[begin DOCUMENT EXTRACT]
Gas Laws - Physics for Aviation

The simple structure of gases makes them readily adaptable to mathematical analysis from which has evolved a detailed theory of the behavior of gases. This is called the kinetic theory of gases. The theory assumes that a body of gas is composed of identical molecules which behave like minute elastic spheres, spaced relatively far apart and continuously in motion.

The degree of molecular motion is dependent upon the temperature of the gas. Since the molecules are continuously striking against each other and against the walls of the container, an increase in temperature with the resulting increase in molecular motion causes a corresponding increase in the number of collisions between the molecules. The increased number of collisions results in an increase in pressure because a greater number of molecules strike against the walls of the container in a given unit of time.

If the container were an open vessel, the gas would expand and overflow from the container. However, if the container is sealed and possesses elasticity, such as a rubber balloon, the increased pressure causes the container to expand. For instance, when making a long drive on a hot day, the pressure in the tires of an automobile increases, and a tire which appeared to be somewhat “soft” in cool morning temperature may appear normal at a higher midday temperature.

Such phenomena as these have been explained and set forth in the form of laws pertaining to gases and tend to support the kinetic theory.


Boyle’s Law

As previously stated, compressibility is an outstanding characteristic of gases. The English scientist, Robert Boyle, was among the first to study this characteristic that he called the “springiness of air.” By direct measurement he discovered that when the temperature of a combined sample of gas was kept constant and the absolute pressure doubled, the volume was reduced to half the former value. As the applied absolute pressure was decreased, the resulting volume increased. From these observations, he concluded that for a constant temperature the product of the volume and absolute pressure of an enclosed gas remains constant. Boyle’s law is normally stated: “The volume of an enclosed dry gas varies inversely with its absolute pressure, provided the temperature remains constant.” The following formula is used for Boyle’s law calculations. Remember, pressure needs to be in the absolute.
[end DOCUMENT EXTRACT]
## [WHAT IS EXPECTED]
According to the gas laws text, what did Robert Boyle call the compressibility of gases? The material that comes after this text has no connection to it.
[begin SOURCE EXCERPT]
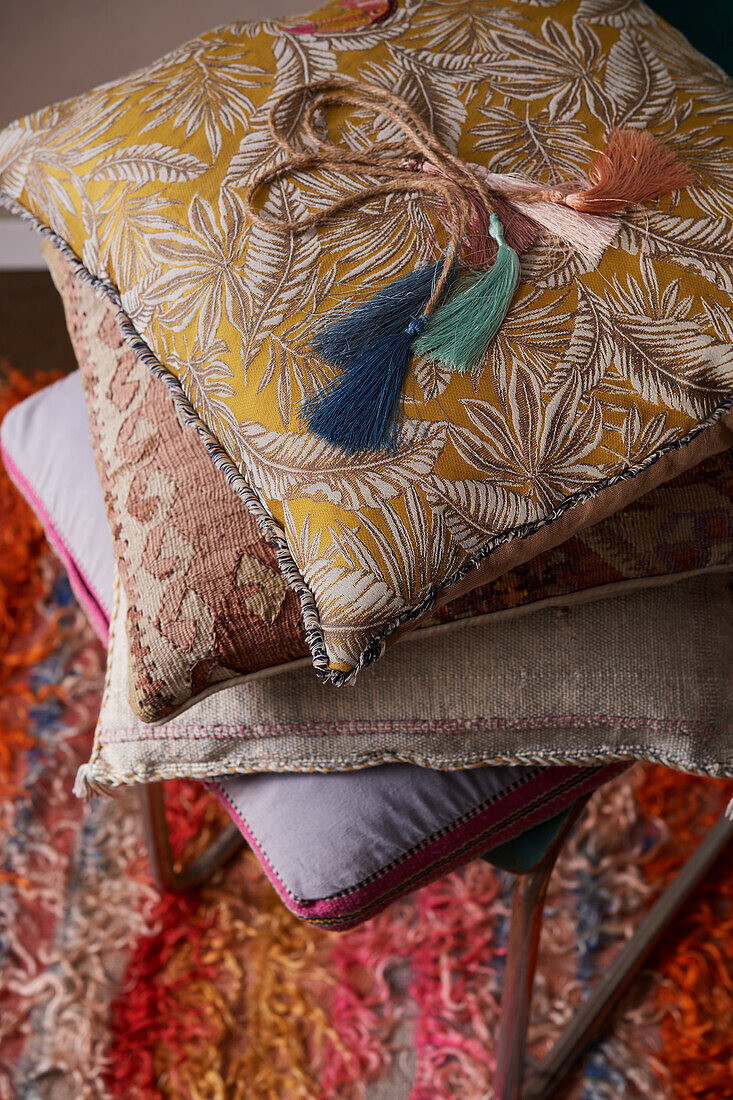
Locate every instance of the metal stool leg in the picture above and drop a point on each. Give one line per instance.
(551, 1071)
(155, 827)
(527, 906)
[end SOURCE EXCERPT]
## [OUTPUT OF THE EXERCISE]
The "springiness of air."